- [Kaynak metin]:
Bu vizyon, Türkiye'yi uluslararası yatırımcılar için de bir mıknatıs haline getirebilir. "Çok uluslu şirketler, tedarik zincirlerini çeşitlendirmek ve üretim merkezlerini pazarlara yakınlaştırmak istiyor" diyen Günal, "Türkiye; dijital altyapısı tamamlanmış, şeffaf ve öngörülebilir bir Orta Koridor ile bu şirketler için hem üretim hem de dağıtım için ideal bir bölgesel merkez olabilir. Bu, sadece lojistik değil, doğrudan yabancı üretim yatırımlarını da ülkemize çekmek demektir" ifadelerini kullandı.
BAŞARININ İKİ ANAHTARI
Peki, Türkiye bu büyük vizyonu hayata geçirmeye ne kadar hazır? Günal, son yıllarda yapılan önemli altyapı yatırımlarını takdir etmekle birlikte, potansiyeli tam olarak karşılamak için kritik eksiklerin altını çiziyor. Günal, "Demiryollarında farklı hatlar arası geçişlerde tam entegrasyonu sağlamalı ve kesintisiz blok tren kapasitesini artırmalıyız. Limanlarımızı, yükü hızla iç bölgelere taşıyacak 'kuru limanlar' (kara içi gümrük kapıları) ile çok daha verimli bir şekilde entegre etmeliyiz" diyerek, geçiş hatlarının önemine dikkat çekiyor.

(Kayıtlı veri girdileri)
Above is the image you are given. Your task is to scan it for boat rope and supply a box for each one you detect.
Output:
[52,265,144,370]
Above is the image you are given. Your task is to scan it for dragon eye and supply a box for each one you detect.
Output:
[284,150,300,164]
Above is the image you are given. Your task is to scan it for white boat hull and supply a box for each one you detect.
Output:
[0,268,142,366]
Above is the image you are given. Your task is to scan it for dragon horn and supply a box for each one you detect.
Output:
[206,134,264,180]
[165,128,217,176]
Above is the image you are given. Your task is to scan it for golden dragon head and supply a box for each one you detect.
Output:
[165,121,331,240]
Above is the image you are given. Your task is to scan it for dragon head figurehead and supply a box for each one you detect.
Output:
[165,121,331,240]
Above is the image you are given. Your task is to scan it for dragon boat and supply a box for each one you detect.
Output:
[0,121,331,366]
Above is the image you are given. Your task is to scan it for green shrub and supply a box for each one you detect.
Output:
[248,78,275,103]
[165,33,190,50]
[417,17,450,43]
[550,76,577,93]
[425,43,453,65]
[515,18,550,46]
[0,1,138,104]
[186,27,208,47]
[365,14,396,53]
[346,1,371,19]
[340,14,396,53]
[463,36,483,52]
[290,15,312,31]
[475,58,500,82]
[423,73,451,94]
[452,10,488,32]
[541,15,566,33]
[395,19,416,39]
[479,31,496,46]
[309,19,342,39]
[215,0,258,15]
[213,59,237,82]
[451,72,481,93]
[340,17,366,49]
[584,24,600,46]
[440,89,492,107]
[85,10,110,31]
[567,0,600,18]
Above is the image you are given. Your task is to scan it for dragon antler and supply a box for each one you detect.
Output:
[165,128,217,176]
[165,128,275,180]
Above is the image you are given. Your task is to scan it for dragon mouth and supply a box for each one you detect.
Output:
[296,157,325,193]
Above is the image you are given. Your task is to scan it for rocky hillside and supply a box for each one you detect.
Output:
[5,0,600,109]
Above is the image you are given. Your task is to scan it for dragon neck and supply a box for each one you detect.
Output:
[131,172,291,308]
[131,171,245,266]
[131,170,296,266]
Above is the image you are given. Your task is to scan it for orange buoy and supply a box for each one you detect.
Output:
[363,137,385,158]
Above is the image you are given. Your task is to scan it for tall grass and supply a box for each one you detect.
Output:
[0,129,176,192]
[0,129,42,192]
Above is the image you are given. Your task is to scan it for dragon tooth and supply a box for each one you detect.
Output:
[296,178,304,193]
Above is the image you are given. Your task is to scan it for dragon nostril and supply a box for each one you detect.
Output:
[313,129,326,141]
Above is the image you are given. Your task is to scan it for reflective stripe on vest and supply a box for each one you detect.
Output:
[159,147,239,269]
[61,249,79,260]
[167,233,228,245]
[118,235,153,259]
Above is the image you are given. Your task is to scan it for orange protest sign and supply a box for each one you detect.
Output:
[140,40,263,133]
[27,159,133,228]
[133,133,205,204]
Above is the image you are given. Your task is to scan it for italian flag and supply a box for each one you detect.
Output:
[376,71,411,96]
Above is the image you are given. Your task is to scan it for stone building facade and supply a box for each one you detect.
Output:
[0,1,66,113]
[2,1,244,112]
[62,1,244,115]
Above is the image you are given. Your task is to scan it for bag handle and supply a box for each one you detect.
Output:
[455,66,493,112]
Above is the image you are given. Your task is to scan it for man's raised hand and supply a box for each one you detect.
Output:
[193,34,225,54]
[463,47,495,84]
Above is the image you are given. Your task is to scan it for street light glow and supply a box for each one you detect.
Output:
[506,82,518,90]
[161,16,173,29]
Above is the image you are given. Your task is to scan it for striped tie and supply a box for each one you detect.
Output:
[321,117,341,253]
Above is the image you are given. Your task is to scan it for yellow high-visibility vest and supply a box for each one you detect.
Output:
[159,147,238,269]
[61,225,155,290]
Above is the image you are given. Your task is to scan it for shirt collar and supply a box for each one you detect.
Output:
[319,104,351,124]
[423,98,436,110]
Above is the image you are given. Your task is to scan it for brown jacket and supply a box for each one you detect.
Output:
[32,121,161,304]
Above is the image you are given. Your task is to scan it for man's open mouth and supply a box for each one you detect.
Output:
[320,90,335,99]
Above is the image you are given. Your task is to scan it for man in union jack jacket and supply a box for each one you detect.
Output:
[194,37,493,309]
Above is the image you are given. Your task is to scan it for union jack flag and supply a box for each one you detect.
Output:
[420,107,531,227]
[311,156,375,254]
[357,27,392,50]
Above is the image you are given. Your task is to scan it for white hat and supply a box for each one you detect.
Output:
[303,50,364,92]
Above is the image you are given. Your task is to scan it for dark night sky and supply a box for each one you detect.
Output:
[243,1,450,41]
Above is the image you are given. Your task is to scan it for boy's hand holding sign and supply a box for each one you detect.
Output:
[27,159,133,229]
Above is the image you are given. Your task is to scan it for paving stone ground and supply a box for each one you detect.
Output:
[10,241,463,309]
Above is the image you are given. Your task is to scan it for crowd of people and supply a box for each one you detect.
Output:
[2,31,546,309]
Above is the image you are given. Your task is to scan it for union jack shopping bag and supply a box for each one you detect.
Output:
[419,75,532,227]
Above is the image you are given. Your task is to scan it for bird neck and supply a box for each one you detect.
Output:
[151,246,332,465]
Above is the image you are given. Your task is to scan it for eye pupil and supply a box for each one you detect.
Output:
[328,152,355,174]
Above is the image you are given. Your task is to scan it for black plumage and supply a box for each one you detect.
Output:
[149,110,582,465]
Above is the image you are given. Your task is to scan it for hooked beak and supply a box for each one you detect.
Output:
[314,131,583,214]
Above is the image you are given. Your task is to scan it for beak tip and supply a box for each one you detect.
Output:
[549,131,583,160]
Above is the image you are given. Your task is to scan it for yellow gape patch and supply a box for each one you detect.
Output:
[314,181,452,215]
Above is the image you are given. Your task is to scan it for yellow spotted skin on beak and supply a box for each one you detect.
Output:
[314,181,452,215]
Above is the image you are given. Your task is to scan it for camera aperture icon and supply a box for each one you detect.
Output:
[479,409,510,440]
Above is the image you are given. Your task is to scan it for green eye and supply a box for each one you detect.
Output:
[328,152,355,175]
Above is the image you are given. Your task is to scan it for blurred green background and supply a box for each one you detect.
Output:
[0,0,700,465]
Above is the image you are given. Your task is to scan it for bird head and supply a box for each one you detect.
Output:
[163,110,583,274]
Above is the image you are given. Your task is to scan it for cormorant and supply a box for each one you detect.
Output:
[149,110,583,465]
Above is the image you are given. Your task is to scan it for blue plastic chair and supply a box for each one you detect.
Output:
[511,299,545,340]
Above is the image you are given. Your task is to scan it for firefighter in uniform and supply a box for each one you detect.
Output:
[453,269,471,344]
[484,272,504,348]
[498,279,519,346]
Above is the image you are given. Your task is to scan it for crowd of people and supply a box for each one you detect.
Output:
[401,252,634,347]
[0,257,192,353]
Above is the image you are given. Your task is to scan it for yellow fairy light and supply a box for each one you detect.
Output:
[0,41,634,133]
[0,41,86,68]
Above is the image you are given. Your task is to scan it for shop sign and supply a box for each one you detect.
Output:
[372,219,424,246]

- [Alıştırma gereksinimleri]:
1. Kayıtlarda "it for shirt" ifadesini içeren satırla başlayıp "[320,90,335,99]" ifadesini içeren satırla biten bölümü JSON dize listesi olarak yeniden yazın. Her satır ayrı bir dize olsun, boş satırlar listeye girmesin.
2. Lütfen Türkiye'nin Orta Koridor'daki lojistik vizyonu üzerine olan metni kaldığı yerden sürdürün.

- [Görev yanıtları]:
1.
[
  "Above is the image you are given. Your task is to scan it for shirt collar and supply a box for each one you detect.",
  "Output:",
  "[319,104,351,124]",
  "[423,98,436,110]",
  "Above is the image you are given. Your task is to scan it for brown jacket and supply a box for each one you detect.",
  "Output:",
  "[32,121,161,304]",
  "Above is the image you are given. Your task is to scan it for man's open mouth and supply a box for each one you detect.",
  "Output:",
  "[320,90,335,99]"
]

2.
Ancak Günal'a göre en kritik ve acil yatırım alanı "dijital omurga"dır. "Tek pencere gümrük sistemleri, tüm paydaşların anlık veri paylaşabildiği ortak platformlar ve yükün baştan sona gerçek zamanlı takibi olmadan bu hattı 21. yüzyıl standartlarında etkin bir şekilde işletemeyiz. Dijitalleşme, bu projenin çimentosudur."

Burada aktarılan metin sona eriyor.